Excerpted passage:
SACRAMENTO -- Citing studies linking soda to obesity, a state lawmaker and medical experts proposed a first-in-the-nation bill Thursday that would require sugary drinks sold in California to have health warning labels similar to those on packs of cigarettes.
State Sen. Bill Monning (D-Carmel) and the California Medical Assn. said the legislation is necessary because research links sugary drink consumption to skyrocketing rates of diabetes, tooth decay and obesity.
"When the science is this conclusive, the state of California has a responsibility to take steps to protect consumers," Monning said. "As with tobacco and alcohol warnings, this legislation will give Californians essential information they need to make healthier choices."
SB 1000 would require a warning label on the front of all cans and bottles of soda and fruit drinks sold in stores with added sweetners that have 75 or more calories per 12 ounces.
The label would read: "STATE OF CALIFORNIA SAFETY WARNING: Drinking beverages with added sugar(s) contributes to obesity, diabetes, and tooth decay."
At fast food restaurants with self-serve soda dispensers, the label would be on the dispenser. In a movie theater or business where the dispenser is behind the counter and used by employees, the label would be on the counter.
The bill is opposed by CalBev, the state arm of the American Beverage Assn., whose members include Coca-Cola Co., Pepsi-Cola Co. and the Dr. Pepper Snapple Group. CalBev says the law should not single out one type of product for special treatment.
"We agree that obesity is a serious and complex issue," CalBev said in a statement. "However, it is misleading to suggest that soft drink consumption is uniquely responsible for weight gain. In fact, only four percent of calories in the average American diet are derived directly from soda."
" According to Government data, foods, not beverages, are the top source of sugars in the American diet," the statement added.
Major soda producers that are part of the American Beverage Assn. have for years voluntarily put calorie counts on the front of each bottle that can to help consumers make decisions on what to buy, according to Jessica Borek, a spokeswoman for the association.
The wording for the proposed label was developed by a national panel of nutrition and public health experts.
"These diseases cost California billions of dollars in health care and lost productivity every year," said Dr. Harold Goldstein of the California Center for Public Health Advocacy, which is sponsoring the legislation. "When any product causes this much harm, it is time to take action."
However, past efforts by Monning to discourage soda consumption have not made it far because of opposition from the food industry.
A Senate committee recently shelved a Monning bill that would have put a penny-per-ounce tax on soft drinks to raise $1.7 billion for anti-obesity programs. The measure was strenuously opposed by the California Nevada Soft Drink Assn., which argued it would not change behavior but would add to consumer costs.
Americans drink more than 45 gallons of sugary beverages a year, according to Dr. Ashby Wolfe of the California Medical Assn. Drinking just one soda a day increases an adult's likelihood of being overweight by 27% and a child's by 55%, according to medical experts supporting the bill.
"As physicians, we're desperate to break the cycle of diabetes and obesity we see in our offices every day," Wolfe said.

Material provided:
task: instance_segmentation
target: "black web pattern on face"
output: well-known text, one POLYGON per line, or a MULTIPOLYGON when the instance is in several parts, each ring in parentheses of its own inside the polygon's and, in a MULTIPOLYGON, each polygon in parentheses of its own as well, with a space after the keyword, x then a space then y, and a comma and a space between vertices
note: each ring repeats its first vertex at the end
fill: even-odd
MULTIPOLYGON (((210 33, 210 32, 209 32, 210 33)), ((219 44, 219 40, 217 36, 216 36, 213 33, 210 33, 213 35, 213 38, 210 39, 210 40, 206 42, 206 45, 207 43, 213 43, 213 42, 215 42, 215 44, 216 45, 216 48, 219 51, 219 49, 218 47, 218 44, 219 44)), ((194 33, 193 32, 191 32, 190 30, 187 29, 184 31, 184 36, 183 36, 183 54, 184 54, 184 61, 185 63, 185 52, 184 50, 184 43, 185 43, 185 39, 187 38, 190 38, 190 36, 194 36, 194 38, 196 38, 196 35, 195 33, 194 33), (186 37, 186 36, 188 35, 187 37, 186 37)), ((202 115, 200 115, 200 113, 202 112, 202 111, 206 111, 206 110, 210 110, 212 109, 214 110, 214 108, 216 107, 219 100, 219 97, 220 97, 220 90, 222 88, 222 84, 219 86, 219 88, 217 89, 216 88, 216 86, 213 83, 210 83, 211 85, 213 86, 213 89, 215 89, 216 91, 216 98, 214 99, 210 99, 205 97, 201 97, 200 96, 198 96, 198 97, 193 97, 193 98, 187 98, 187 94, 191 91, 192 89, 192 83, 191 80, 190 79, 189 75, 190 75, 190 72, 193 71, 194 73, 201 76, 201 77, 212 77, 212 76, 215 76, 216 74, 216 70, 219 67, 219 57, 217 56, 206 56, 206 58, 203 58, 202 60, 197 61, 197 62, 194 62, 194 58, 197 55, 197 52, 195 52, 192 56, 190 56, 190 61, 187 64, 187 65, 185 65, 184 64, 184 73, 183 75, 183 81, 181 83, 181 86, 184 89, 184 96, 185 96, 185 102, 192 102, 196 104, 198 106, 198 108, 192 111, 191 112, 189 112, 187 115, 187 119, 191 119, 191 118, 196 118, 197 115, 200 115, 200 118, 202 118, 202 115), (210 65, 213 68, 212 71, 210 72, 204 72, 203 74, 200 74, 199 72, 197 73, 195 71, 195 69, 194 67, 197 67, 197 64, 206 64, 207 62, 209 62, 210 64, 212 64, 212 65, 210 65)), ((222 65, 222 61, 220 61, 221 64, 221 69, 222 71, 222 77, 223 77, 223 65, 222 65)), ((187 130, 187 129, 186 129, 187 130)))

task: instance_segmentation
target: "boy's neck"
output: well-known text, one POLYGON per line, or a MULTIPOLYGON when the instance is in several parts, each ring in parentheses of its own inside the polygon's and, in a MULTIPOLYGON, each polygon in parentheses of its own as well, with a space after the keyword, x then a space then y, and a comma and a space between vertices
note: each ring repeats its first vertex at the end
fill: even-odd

==

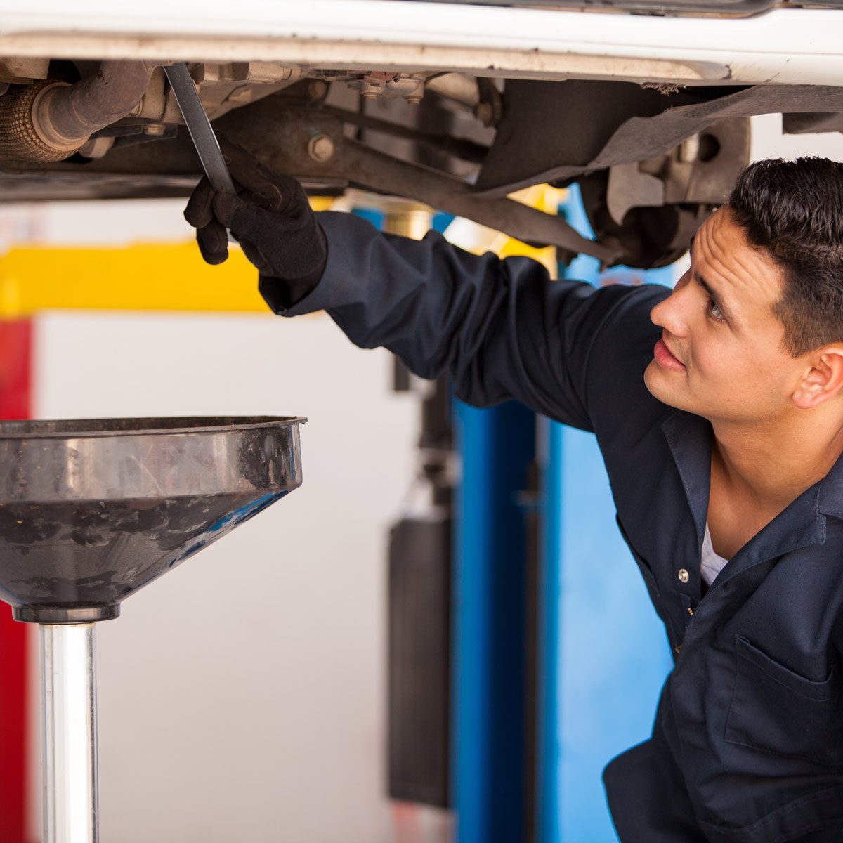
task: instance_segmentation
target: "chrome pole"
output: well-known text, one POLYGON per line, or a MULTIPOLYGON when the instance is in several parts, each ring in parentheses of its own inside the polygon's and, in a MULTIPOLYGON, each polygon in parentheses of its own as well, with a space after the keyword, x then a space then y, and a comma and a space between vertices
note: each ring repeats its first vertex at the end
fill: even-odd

Required work: Rewrite the soda warning-label article starting with "A Senate committee" and going on through "supporting the bill.", using "vigorously" in place of "strenuously".

Completed exercise:
A Senate committee recently shelved a Monning bill that would have put a penny-per-ounce tax on soft drinks to raise $1.7 billion for anti-obesity programs. The measure was vigorously opposed by the California Nevada Soft Drink Assn., which argued it would not change behavior but would add to consumer costs.
Americans drink more than 45 gallons of sugary beverages a year, according to Dr. Ashby Wolfe of the California Medical Assn. Drinking just one soda a day increases an adult's likelihood of being overweight by 27% and a child's by 55%, according to medical experts supporting the bill.